**O QUE SE PEDE:**
Reproduza, tal como está, a parte do texto sobre a intervenção cirúrgica que começa nas palavras "A explicação possível" e termina logo após "mesmo se produza.".
=== EXCERTO DO TEXTO ===
De igual sorte, não resultou apurado que a dita intervenção cirúrgica tivesse sido realizada de forma deficiente ou defeituosa, nem mesmo que houvessem sido omitidos os atos necessários e adequados à situação clínica do Autor.
Antes se aquilatou, em concreto, e nomeadamente, que não se registaram nem verificaram, durante a mencionada intervenção, quaisquer lesões de estruturas nervosas. No âmbito da mesma intervenção de 9 de agosto de 2011, a punção para a raquianestesia não atingiu, nem traumatizou, o cone medular.
A razão principal para a suspeita de hematoma teve que ver com a circunstância de o Autor ter arritmia cardíaca, com a possibilidade de formação de trombos e/ou êmbolos, em especial durante cirurgias. Por isso, fora-lhe administrado medicamento anticoagulante – enoxaparina – para prevenir estes eventos; o risco desta medicação é, por vezes, sucederem hematomas pós-operatórios (conforme descrito na sua nota de alta).
O diário/resumo de enfermagem não regista quaisquer queixas do Autor em relação ao tratamento que teve no hospital, o qual se despediu de todo o pessoal auxiliar e enfermeiros mostrando-se agradecido pelos cuidados.
A explicação possível para as queixas do Autor deveu-se a neurotoxicidade da raquianestesia, inesperada e imprevisível, resultante de uma relação idiossincrática entre o Autor e as drogas administradas: ele continuou, após o tempo esperado para a reversão da anestesia, a apresentar marcada disfunção das raízes nervosas da “cauda equina”.
É que, na obrigação de meios acima sobejamente explicitada (cremos), o médico estará somente vinculado a prestar ao doente os melhores cuidados, em conformidade com as leges artis e os conhecimentos científicos atualizados e comprovados na data da intervenção (mas não a cura). Enfatizámos que a obrigação de meios emerge quando o “devedor” apenas se compromete a desenvolver prudente e diligentemente certa atividade para a obtenção de determinado efeito, mas sem assegurar que o mesmo se produza.
(…)
=== LINHAS FORNECIDAS ===
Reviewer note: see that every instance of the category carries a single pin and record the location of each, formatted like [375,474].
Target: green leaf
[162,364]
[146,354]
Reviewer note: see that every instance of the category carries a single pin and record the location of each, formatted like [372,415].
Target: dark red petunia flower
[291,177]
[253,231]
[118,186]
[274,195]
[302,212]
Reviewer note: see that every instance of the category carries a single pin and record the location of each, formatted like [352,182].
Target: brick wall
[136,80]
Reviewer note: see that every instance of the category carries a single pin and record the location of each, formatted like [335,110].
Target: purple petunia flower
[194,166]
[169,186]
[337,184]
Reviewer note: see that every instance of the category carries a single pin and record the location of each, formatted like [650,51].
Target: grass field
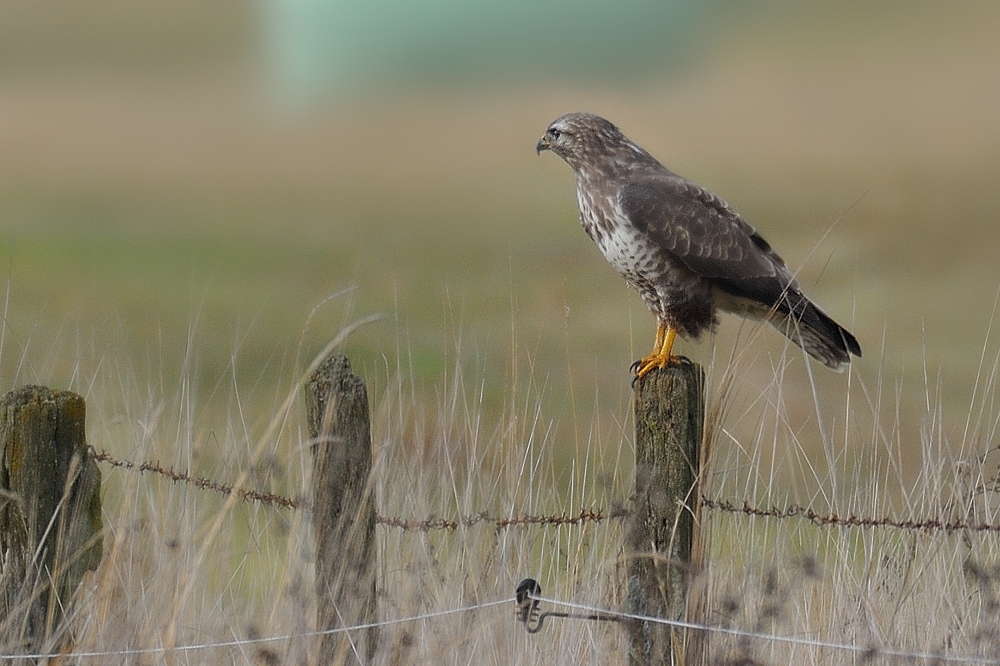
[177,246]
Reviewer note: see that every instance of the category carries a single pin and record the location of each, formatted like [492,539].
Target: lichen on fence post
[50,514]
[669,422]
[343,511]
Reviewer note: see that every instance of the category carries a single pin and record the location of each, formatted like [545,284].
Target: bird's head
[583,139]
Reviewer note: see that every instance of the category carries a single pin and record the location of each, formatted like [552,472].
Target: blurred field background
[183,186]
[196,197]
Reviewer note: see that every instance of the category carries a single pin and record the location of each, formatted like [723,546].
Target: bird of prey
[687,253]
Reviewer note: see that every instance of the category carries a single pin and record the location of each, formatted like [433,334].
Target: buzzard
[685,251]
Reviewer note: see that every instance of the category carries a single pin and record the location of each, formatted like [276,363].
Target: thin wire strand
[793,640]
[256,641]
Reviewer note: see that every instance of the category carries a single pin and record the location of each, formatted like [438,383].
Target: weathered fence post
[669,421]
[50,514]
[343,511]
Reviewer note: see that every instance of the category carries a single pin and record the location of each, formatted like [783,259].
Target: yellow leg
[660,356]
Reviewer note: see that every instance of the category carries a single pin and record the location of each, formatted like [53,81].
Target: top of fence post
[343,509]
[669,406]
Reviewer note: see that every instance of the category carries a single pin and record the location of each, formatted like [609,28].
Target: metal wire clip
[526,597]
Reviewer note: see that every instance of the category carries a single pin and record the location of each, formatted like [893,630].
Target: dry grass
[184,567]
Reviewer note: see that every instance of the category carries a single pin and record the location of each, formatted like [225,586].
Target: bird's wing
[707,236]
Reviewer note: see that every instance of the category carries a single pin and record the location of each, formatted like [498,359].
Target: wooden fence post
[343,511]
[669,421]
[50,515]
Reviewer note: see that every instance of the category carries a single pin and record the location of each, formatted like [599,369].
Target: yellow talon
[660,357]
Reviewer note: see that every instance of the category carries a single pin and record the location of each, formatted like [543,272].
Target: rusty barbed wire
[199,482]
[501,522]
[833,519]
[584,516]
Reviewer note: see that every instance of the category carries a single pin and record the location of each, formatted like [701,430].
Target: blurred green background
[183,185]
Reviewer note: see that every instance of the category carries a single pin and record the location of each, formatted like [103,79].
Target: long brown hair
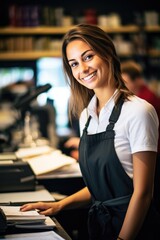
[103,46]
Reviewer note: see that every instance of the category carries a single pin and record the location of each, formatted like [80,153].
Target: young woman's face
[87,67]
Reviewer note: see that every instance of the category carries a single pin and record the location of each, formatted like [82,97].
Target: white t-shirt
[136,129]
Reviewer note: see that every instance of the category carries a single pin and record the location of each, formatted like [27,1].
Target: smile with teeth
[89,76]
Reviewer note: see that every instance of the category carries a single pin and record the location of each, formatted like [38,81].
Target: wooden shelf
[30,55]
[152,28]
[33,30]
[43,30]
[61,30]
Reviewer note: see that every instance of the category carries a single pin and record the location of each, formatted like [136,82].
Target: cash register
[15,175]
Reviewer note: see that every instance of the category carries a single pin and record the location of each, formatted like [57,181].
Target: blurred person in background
===
**RESPOSTA:**
A explicação possível para as queixas do Autor deveu-se a neurotoxicidade da raquianestesia, inesperada e imprevisível, resultante de uma relação idiossincrática entre o Autor e as drogas administradas: ele continuou, após o tempo esperado para a reversão da anestesia, a apresentar marcada disfunção das raízes nervosas da “cauda equina”.
É que, na obrigação de meios acima sobejamente explicitada (cremos), o médico estará somente vinculado a prestar ao doente os melhores cuidados, em conformidade com as leges artis e os conhecimentos científicos atualizados e comprovados na data da intervenção (mas não a cura). Enfatizámos que a obrigação de meios emerge quando o “devedor” apenas se compromete a desenvolver prudente e diligentemente certa atividade para a obtenção de determinado efeito, mas sem assegurar que o mesmo se produza.